→ EXERCISE
Exactly and only the lines from the one with "Where can the bare" through the end of the listing are to be transcribed, both ends included.

----

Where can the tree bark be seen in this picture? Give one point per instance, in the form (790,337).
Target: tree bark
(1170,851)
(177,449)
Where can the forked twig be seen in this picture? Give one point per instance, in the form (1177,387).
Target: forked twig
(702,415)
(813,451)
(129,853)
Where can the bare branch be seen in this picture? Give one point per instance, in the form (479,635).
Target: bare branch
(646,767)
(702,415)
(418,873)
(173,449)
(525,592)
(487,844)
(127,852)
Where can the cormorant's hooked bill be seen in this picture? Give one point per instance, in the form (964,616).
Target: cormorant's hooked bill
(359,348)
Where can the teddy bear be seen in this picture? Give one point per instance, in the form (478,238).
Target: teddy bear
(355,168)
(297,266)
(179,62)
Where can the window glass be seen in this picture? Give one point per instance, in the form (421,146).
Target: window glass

----

→ COMPLETE ANSWER
Where can the bare branch be seen in this picture? Give one point per instance, in the form (479,635).
Target: bare branch
(646,767)
(702,415)
(418,873)
(173,449)
(525,592)
(487,844)
(127,852)
Where can the cormorant's hooked bill be seen in this picture? Give one point per instance, in the form (964,616).
Target: cormorant's hooked bill
(359,348)
Where can the teddy bear be seen in this picture? Give one point per instance, in the form (478,238).
Target: teddy bear
(355,168)
(297,266)
(179,62)
Where can the window glass be seen in this picture? Give one point per instance, in the form (421,146).
Target: window glass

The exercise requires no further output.